TASK INSTRUCTIONS –
A: According to the Mailbag text, how many letters were published in Sunday’s Mailbag?
B: Please repeat the Mailbag text from "There were 15" up to and including "utterly trashing him.", switching "Mailbag" to "Inbox".

SUPPLIED TEXT –
There were 15 letters published in Sunday’s Mailbag. Of these, four concerned the head-scratching Naples sanctuary ordinance, one promoted diverse public education curricula, one was anti-gun, and two disparaged Ron DeSantis. But the unofficial winner of today’s Mailbag popularity contest is Donald J. Trump, with seven letters utterly trashing him.
What Florida needs is government, effective government. There are many good letters to the editor today (Sunday), I will just remind you of two. Encouraging you to read others though. 1, “Deaths from firearms,“ asks the question, ”what can we do to prevent our children and grandchildren from being a death statistic from firearms?” 2. “Remedy at ballot box” answers the question, if America’s democracy is to survive the white nationalist party of cruelty, hate and voter fraud (guns and violence ) must be destroyed.
There is no doubt this dominant party is bad for Florida, citizens get left out and we are all waiting for help. We need our local governments to act.

Spatial localization data –
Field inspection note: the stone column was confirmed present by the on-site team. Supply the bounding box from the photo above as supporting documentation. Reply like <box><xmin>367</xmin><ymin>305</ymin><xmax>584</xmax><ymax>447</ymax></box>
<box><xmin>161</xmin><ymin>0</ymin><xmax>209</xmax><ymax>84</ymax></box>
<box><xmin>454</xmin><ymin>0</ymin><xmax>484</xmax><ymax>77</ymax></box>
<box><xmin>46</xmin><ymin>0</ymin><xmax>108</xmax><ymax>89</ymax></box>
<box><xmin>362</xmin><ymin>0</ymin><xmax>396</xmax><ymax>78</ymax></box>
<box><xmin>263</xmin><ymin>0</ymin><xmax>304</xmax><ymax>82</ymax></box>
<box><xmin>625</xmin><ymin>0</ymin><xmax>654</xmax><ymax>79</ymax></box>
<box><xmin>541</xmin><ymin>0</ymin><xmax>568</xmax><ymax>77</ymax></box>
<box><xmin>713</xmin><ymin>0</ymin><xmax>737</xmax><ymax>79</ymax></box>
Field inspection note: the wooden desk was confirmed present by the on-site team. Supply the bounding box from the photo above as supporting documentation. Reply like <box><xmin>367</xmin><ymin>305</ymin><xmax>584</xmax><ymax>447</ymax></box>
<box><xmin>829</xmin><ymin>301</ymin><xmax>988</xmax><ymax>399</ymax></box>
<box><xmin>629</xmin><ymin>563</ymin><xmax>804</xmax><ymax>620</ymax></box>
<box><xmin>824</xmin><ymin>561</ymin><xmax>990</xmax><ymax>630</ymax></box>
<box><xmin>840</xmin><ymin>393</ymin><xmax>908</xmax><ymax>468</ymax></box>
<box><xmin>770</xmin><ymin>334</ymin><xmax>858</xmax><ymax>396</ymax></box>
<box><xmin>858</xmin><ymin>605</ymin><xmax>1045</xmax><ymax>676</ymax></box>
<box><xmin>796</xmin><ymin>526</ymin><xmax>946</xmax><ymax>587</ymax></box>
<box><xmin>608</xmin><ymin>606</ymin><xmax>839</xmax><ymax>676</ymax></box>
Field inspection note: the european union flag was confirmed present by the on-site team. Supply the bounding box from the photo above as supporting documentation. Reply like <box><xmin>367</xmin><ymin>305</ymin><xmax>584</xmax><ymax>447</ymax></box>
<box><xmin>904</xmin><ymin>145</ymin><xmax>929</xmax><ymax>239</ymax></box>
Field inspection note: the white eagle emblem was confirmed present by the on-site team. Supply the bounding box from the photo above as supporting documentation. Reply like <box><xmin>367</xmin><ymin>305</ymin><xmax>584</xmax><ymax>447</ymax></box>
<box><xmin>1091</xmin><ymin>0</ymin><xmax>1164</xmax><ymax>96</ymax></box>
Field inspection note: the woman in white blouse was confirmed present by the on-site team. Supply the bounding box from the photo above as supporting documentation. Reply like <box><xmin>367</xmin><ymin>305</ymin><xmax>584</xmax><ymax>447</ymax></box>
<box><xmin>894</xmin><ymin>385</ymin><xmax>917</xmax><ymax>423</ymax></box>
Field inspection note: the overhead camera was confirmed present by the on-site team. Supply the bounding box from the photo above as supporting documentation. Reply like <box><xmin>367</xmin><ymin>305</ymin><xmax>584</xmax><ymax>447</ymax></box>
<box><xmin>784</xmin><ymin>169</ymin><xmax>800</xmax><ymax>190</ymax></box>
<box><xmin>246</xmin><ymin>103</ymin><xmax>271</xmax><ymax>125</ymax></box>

OUTPUTS IN ORDER –
A: 15 letters were published.

B:
There were 15 letters published in Sunday’s Inbox. Of these, four concerned the head-scratching Naples sanctuary ordinance, one promoted diverse public education curricula, one was anti-gun, and two disparaged Ron DeSantis. But the unofficial winner of today’s Inbox popularity contest is Donald J. Trump, with seven letters utterly trashing him.